● **What is being asked**:
State only how many lines in the records below contain the string "green". The match is case-sensitive.

● **Saved entries**:

---+---

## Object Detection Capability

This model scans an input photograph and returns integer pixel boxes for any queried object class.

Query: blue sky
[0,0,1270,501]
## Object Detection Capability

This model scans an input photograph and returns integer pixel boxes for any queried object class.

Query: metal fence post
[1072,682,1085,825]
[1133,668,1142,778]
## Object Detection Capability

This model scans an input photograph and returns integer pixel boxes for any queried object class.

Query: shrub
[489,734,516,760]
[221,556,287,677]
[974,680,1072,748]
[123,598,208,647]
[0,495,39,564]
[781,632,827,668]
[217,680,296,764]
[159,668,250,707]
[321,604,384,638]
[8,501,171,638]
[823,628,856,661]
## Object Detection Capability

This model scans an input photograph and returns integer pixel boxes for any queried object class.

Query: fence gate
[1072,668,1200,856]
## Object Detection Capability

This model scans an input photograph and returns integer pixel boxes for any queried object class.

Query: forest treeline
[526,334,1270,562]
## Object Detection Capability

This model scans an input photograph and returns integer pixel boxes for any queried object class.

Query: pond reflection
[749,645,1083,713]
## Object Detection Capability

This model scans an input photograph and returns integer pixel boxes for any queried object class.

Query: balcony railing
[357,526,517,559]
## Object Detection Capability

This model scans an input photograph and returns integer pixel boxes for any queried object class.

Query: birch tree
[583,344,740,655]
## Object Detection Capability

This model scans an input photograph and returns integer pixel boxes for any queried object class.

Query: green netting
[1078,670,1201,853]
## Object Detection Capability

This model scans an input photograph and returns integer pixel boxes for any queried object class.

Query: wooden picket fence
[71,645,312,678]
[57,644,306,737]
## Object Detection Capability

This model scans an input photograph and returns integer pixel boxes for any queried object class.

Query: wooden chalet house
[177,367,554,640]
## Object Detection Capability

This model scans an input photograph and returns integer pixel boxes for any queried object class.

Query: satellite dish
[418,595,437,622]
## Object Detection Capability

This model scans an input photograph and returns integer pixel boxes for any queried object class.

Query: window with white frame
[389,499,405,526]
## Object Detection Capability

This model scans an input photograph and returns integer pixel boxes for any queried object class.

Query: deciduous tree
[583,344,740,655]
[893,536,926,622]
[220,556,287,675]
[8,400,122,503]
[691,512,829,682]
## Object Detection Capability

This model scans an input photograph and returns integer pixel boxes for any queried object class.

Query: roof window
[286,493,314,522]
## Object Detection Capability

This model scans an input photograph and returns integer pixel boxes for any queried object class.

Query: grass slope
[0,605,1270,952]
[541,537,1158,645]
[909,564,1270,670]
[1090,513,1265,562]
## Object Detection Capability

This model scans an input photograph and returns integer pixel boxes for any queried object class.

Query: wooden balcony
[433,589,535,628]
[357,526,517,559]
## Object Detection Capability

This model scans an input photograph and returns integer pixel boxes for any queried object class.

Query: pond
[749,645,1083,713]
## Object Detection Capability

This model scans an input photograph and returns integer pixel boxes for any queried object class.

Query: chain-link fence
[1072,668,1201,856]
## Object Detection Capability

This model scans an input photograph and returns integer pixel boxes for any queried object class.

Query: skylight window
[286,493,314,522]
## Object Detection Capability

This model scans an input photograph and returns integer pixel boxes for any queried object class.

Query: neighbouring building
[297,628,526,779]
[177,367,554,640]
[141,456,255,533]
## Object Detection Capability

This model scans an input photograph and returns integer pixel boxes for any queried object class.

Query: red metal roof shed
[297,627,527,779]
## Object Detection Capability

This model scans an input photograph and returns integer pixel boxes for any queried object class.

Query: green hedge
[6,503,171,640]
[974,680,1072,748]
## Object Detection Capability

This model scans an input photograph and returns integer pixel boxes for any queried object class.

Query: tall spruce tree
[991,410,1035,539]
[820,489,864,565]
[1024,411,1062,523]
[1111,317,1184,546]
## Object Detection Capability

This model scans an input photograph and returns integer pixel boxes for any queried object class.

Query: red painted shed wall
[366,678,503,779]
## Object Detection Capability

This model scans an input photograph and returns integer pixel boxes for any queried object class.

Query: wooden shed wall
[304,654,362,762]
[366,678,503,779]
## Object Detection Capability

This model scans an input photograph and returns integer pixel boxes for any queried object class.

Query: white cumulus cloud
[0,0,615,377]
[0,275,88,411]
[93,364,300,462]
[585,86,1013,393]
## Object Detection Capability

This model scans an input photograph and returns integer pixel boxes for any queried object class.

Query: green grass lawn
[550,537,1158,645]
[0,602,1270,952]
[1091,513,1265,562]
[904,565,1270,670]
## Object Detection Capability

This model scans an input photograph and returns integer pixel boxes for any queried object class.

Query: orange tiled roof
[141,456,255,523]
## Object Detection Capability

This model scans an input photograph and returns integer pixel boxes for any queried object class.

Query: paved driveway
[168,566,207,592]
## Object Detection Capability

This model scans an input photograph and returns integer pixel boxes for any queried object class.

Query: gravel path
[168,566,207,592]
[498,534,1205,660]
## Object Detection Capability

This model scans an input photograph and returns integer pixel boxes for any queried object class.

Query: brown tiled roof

---+---

● **Response to the exercise**:
3